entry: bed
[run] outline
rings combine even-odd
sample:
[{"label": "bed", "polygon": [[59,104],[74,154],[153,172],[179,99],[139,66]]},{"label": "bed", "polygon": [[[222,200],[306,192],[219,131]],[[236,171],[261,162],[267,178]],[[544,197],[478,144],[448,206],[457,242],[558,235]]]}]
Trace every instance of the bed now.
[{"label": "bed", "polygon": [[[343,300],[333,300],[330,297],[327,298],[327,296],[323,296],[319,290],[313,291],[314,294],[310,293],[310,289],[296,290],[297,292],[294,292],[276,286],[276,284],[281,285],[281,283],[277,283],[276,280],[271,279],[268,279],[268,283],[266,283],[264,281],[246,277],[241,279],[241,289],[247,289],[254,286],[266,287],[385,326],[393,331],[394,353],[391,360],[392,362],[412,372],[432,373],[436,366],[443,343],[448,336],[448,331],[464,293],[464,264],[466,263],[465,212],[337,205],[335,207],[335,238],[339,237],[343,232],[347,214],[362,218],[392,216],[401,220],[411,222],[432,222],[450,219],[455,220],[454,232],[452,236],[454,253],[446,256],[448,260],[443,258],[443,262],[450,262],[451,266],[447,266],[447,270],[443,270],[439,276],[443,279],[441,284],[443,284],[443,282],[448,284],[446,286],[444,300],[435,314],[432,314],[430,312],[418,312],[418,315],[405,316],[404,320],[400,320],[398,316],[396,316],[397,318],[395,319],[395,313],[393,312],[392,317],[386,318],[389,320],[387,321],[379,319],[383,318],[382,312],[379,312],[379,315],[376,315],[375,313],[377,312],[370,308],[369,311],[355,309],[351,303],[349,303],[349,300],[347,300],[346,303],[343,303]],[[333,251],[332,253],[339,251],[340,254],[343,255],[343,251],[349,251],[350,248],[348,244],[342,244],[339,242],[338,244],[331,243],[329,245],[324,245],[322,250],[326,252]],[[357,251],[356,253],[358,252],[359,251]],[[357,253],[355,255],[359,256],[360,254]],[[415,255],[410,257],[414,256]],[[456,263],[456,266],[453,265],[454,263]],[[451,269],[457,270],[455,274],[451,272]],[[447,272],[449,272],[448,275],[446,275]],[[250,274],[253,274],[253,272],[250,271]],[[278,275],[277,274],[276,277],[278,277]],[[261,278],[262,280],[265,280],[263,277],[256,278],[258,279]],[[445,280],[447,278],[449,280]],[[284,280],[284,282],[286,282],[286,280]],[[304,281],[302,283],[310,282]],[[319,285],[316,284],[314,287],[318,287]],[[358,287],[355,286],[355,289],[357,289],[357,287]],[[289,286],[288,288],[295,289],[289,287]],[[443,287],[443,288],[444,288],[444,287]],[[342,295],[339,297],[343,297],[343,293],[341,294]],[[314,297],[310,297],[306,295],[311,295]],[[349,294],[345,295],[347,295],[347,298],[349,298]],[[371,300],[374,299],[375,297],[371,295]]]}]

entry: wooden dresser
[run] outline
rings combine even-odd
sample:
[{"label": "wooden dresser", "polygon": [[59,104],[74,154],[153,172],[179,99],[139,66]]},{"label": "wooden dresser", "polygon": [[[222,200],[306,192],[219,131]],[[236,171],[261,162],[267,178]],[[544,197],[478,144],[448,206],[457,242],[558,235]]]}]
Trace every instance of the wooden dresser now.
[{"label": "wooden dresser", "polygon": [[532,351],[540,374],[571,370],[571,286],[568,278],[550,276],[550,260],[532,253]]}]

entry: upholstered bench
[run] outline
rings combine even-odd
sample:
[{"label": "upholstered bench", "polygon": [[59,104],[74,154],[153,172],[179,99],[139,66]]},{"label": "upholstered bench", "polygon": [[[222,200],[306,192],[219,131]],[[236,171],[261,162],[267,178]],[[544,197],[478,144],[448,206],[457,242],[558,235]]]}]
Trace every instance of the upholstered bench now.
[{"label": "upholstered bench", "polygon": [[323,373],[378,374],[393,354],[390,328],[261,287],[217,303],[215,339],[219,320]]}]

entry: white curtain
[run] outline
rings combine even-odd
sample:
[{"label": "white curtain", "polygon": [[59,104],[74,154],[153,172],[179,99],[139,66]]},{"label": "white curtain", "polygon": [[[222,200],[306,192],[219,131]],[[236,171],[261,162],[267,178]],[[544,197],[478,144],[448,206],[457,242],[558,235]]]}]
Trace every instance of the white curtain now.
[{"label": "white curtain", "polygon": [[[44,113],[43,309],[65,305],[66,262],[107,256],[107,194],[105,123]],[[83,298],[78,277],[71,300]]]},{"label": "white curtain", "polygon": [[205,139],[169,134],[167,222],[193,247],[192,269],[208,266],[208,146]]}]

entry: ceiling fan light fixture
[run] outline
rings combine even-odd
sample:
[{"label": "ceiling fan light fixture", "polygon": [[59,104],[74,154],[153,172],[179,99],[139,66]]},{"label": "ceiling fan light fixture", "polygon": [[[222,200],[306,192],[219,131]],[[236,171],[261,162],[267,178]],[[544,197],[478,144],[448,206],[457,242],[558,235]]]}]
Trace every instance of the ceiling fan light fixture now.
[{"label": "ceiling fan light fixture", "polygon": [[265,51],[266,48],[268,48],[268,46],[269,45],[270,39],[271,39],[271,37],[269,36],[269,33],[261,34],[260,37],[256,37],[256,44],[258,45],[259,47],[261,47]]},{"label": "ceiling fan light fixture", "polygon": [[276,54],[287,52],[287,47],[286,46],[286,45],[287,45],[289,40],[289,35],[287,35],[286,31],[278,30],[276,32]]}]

————————

Goal » Would you give the material above again, complete and exact?

Task response »
entry: bed
[run] outline
rings combine even-odd
sample:
[{"label": "bed", "polygon": [[59,104],[74,154],[153,172],[179,99],[139,66]]},{"label": "bed", "polygon": [[[222,200],[306,192],[219,131]],[[236,171],[261,162],[267,178]],[[544,197],[478,144],[448,206],[457,242],[558,235]]]}]
Trace every instance of the bed now.
[{"label": "bed", "polygon": [[[343,300],[333,300],[330,297],[327,298],[327,296],[323,296],[319,290],[313,291],[314,294],[310,293],[310,289],[296,290],[297,292],[294,292],[276,286],[276,284],[281,285],[281,283],[277,283],[276,280],[271,279],[268,279],[268,283],[266,283],[264,281],[246,277],[241,279],[241,289],[247,289],[254,286],[266,287],[385,326],[393,331],[394,353],[391,360],[392,362],[412,372],[432,373],[436,366],[443,343],[448,336],[448,331],[464,293],[464,264],[466,263],[465,212],[337,205],[335,207],[335,238],[339,237],[343,232],[347,214],[362,218],[392,216],[401,220],[411,222],[432,222],[450,219],[455,220],[454,232],[452,236],[454,253],[446,256],[448,260],[443,258],[443,262],[450,262],[451,266],[447,266],[447,270],[443,270],[439,276],[443,279],[441,284],[443,284],[443,282],[448,284],[446,286],[444,300],[435,314],[432,314],[430,312],[418,312],[418,315],[405,316],[404,320],[400,320],[398,316],[396,316],[397,318],[395,319],[395,313],[393,312],[392,317],[386,318],[389,320],[387,321],[379,319],[383,318],[382,312],[379,312],[379,315],[376,315],[375,313],[377,312],[370,308],[369,311],[355,309],[351,303],[349,303],[349,300],[347,300],[346,303],[343,303]],[[333,251],[332,253],[339,251],[340,254],[343,255],[343,251],[349,251],[350,248],[348,244],[342,244],[339,242],[338,244],[331,243],[329,245],[324,245],[322,250],[326,252]],[[357,251],[356,253],[358,252],[359,251]],[[357,253],[355,255],[359,256],[360,254]],[[415,255],[410,257],[414,256]],[[456,263],[456,266],[453,265],[454,263]],[[451,269],[457,270],[455,274],[451,272]],[[447,272],[449,272],[448,275],[446,275]],[[250,274],[253,274],[253,272],[250,271]],[[278,275],[277,274],[276,277],[278,277]],[[261,278],[262,280],[265,280],[263,277],[256,278],[258,279]],[[445,280],[447,278],[449,280]],[[284,280],[284,282],[286,282],[286,280]],[[304,281],[302,283],[310,282]],[[319,285],[316,284],[314,287],[318,287]],[[358,287],[355,286],[355,289],[357,289],[357,287]],[[289,286],[288,288],[295,289],[289,287]],[[443,287],[443,288],[444,288],[444,287]],[[342,295],[339,297],[343,297],[343,293],[341,294]],[[314,297],[310,297],[306,295],[311,295]],[[349,294],[345,295],[347,295],[347,298],[349,298]],[[371,300],[374,299],[375,297],[371,295]]]}]

entry: wooden dresser
[run] outline
rings combine even-odd
sample:
[{"label": "wooden dresser", "polygon": [[59,104],[74,154],[153,172],[179,99],[139,66]]},{"label": "wooden dresser", "polygon": [[[222,200],[306,192],[219,131]],[[236,171],[261,162],[267,178]],[[544,197],[478,144],[448,206],[457,242],[558,235]]]}]
Trace every instance of the wooden dresser now.
[{"label": "wooden dresser", "polygon": [[532,351],[540,374],[571,370],[571,286],[568,278],[550,276],[550,260],[532,253]]}]

entry: upholstered bench
[run] outline
rings combine even-odd
sample:
[{"label": "upholstered bench", "polygon": [[59,104],[74,154],[153,172],[179,99],[139,66]]},{"label": "upholstered bench", "polygon": [[[222,200],[306,192],[219,131]],[[236,171],[261,162],[267,178]],[[544,197],[478,144],[448,206],[457,242],[558,235]]]}]
Trace every instance of the upholstered bench now.
[{"label": "upholstered bench", "polygon": [[323,373],[378,374],[393,354],[390,328],[261,287],[217,303],[215,339],[219,320]]}]

entry: white curtain
[run] outline
rings combine even-odd
sample:
[{"label": "white curtain", "polygon": [[59,104],[74,154],[153,172],[179,99],[139,66]]},{"label": "white curtain", "polygon": [[[222,200],[306,192],[219,131]],[[236,171],[261,162],[267,178]],[[544,197],[478,144],[448,206],[457,242],[558,235]]]}]
Trace every instance of the white curtain now.
[{"label": "white curtain", "polygon": [[[44,113],[43,309],[65,305],[66,262],[107,256],[107,194],[105,123]],[[83,298],[78,277],[71,300]]]},{"label": "white curtain", "polygon": [[205,139],[169,134],[167,222],[193,247],[192,269],[208,266],[208,146]]}]

entry: ceiling fan light fixture
[run] outline
rings combine even-odd
sample:
[{"label": "ceiling fan light fixture", "polygon": [[59,104],[74,154],[153,172],[179,99],[139,66]]},{"label": "ceiling fan light fixture", "polygon": [[[222,200],[306,192],[219,131]],[[236,171],[261,162],[267,178]],[[544,197],[478,144],[448,206],[457,242],[558,235]]]}]
Trace every instance of the ceiling fan light fixture now.
[{"label": "ceiling fan light fixture", "polygon": [[265,51],[266,48],[268,48],[268,46],[269,45],[270,39],[271,39],[271,37],[269,36],[269,33],[261,34],[260,37],[256,37],[256,44],[258,45],[259,47],[261,47]]},{"label": "ceiling fan light fixture", "polygon": [[276,54],[287,52],[287,47],[286,46],[286,45],[287,45],[289,40],[289,35],[287,35],[286,31],[278,30],[276,32]]}]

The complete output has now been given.